Put each line of the entries below into a Markdown table with two columns, "Row" for the row number and "Entry Line" for the line itself, leaving out any blank lines.

==== Records for the exercise

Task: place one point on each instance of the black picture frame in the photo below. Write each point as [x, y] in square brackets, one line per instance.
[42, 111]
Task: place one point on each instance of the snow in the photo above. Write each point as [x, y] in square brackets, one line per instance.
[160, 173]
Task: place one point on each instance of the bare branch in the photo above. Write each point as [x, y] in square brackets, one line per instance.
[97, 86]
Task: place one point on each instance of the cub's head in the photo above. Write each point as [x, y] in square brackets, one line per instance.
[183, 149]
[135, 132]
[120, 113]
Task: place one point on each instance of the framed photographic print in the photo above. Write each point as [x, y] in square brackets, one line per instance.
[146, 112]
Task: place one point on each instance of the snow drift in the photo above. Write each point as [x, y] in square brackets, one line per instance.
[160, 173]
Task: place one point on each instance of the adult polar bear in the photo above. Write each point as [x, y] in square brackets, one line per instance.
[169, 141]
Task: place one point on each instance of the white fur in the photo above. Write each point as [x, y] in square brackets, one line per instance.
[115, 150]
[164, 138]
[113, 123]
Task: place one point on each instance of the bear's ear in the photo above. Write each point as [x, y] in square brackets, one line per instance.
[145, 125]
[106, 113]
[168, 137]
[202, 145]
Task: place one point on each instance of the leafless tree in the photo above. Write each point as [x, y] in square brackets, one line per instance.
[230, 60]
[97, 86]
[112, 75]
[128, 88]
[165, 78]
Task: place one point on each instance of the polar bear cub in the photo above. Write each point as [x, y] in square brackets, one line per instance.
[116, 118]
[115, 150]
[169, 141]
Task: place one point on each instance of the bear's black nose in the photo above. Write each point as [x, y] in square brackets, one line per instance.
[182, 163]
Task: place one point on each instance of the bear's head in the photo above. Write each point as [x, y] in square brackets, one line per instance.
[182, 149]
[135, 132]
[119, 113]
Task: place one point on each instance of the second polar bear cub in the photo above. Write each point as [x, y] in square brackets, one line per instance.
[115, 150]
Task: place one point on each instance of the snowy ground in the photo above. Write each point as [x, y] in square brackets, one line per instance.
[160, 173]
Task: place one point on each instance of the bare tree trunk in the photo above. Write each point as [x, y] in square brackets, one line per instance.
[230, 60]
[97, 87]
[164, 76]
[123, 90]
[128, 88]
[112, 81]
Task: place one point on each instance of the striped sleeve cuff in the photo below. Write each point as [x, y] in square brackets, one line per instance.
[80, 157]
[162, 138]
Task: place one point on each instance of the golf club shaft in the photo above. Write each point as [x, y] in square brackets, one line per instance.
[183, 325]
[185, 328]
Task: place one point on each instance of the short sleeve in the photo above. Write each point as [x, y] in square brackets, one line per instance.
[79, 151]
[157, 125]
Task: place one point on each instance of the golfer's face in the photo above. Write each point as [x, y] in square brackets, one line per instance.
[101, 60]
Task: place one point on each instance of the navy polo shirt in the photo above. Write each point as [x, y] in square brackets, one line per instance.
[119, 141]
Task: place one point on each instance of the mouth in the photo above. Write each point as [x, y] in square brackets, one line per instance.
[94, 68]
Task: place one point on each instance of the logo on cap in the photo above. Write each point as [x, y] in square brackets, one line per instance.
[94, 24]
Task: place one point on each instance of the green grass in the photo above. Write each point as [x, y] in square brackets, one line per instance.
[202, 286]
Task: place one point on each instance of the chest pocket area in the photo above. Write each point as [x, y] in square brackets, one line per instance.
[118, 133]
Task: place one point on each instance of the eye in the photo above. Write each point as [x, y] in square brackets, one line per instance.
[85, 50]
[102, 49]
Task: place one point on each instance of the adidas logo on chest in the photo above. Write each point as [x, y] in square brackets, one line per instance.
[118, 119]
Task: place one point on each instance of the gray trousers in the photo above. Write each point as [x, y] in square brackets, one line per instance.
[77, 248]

========

The reply »
| Row | Entry Line |
|---|---|
| 1 | Task: place one point on each instance of the black picture frame in the photo below. Write each point as [x, y] in square brackets, one line per instance. |
| 2 | [42, 111] |
| 3 | Task: place one point on each instance of the snow in the photo above. Write each point as [x, y] in square brackets, one line per instance. |
| 4 | [160, 173] |
| 5 | Task: place one point on each instance of the bare branch in the photo above. Write each point as [x, y] in square brackets, one line per instance. |
| 6 | [97, 86] |
| 7 | Task: place one point on each instance of the cub's head in the photo above. Write each point as [x, y] in square brackets, one line per instance. |
| 8 | [183, 149] |
| 9 | [135, 132] |
| 10 | [120, 113] |
| 11 | Task: place one point on each instance of the framed photographic print in the photo above. Write each point as [x, y] in square brackets, one line per instance. |
| 12 | [146, 112] |
| 13 | Task: place one point on each instance of the snow drift in the photo above. Write each point as [x, y] in square brackets, one line per instance. |
| 14 | [160, 173] |
| 15 | Task: place one point on each instance of the adult polar bear in the photo above. Write each point as [x, y] in square brackets, one line per instance. |
| 16 | [169, 141] |
| 17 | Task: place one point on each instance of the white fur in the photo above. Write each point as [x, y] in square brackets, one line per instance. |
| 18 | [115, 150] |
| 19 | [164, 138] |
| 20 | [113, 123] |
| 21 | Task: place one point on each instance of the bear's ear in the photo above. Write each point as [x, y] in square brackets, one line per instance. |
| 22 | [145, 125] |
| 23 | [106, 113] |
| 24 | [168, 137] |
| 25 | [202, 145] |
| 26 | Task: place one point on each instance of the leafless tree in the photo above. Write each point as [x, y] in square brackets, one line per instance. |
| 27 | [230, 60] |
| 28 | [97, 86] |
| 29 | [112, 75] |
| 30 | [128, 88] |
| 31 | [165, 78] |
| 32 | Task: place one point on each instance of the polar bear cub in the photo above. Write each point as [x, y] in square brackets, one line per instance. |
| 33 | [116, 118] |
| 34 | [115, 150] |
| 35 | [169, 141] |
| 36 | Task: place one point on each instance of the bear's black nose in the photo above. Write each point as [x, y] in square brackets, one line per instance. |
| 37 | [182, 163] |
| 38 | Task: place one point on each instance of the bear's head in the photo above. Write each point as [x, y] in square brackets, one line per instance. |
| 39 | [182, 149] |
| 40 | [135, 132] |
| 41 | [119, 113] |
| 42 | Task: place one point on each instance of the second polar bear cub in the photo above. Write each point as [x, y] in square brackets, one line per instance. |
| 43 | [115, 150] |
| 44 | Task: place one point on each instance of the snowy ground in the photo above. Write each point as [x, y] in square brackets, one line per instance. |
| 45 | [160, 173] |
| 46 | Task: place one point on each instance of the bare tree trunk in the photo above. Write each point as [x, y] in square brackets, one line per instance. |
| 47 | [230, 60] |
| 48 | [97, 87] |
| 49 | [164, 76] |
| 50 | [123, 90] |
| 51 | [128, 88] |
| 52 | [112, 81] |
| 53 | Task: place one point on each instance of the striped sleeve cuff in the photo below. Write each point as [x, y] in square brackets, one line per instance. |
| 54 | [80, 157] |
| 55 | [162, 138] |
| 56 | Task: place one point on each instance of the golf club shaft in the photo above. Write each point as [x, y] in square brackets, one line per instance. |
| 57 | [183, 325] |
| 58 | [185, 328] |
| 59 | Task: place one point on each instance of the short sleeve in the photo above. Write each point as [x, y] in square brackets, one line per instance. |
| 60 | [79, 151] |
| 61 | [157, 125] |
| 62 | Task: place one point on each instance of the golfer's face in the photo above. Write each point as [x, y] in square brackets, one line per instance. |
| 63 | [101, 60] |
| 64 | Task: place one point on each instance of the navy polo shirt in the photo above. Write each point as [x, y] in square brackets, one line per instance. |
| 65 | [119, 141] |
| 66 | Task: place one point on each instance of the mouth in the photo above. Write each point as [x, y] in square brackets, one line per instance. |
| 67 | [94, 68] |
| 68 | Task: place one point on each instance of the logo on cap in the photo above. Write each point as [x, y] in square brackets, one line per instance. |
| 69 | [94, 24] |
| 70 | Task: place one point on each instance of the green grass in the photo above. Write each point as [x, y] in square brackets, one line per instance. |
| 71 | [202, 286] |
| 72 | Task: place one point on each instance of the chest pocket area in the photo above. Write each point as [x, y] in square brackets, one line per instance. |
| 73 | [118, 133] |
| 74 | Task: place one point on each instance of the eye in the photo above. Write each point as [x, y] in square brackets, one line per instance. |
| 75 | [85, 50] |
| 76 | [102, 49] |
| 77 | Task: place one point on each instance of the adidas logo on chest in the photo above. Write each point as [x, y] in square brackets, one line per instance. |
| 78 | [118, 119] |
| 79 | Task: place one point on each instance of the gray trousers in the photo above. Write each point as [x, y] in square brackets, one line per instance. |
| 80 | [77, 248] |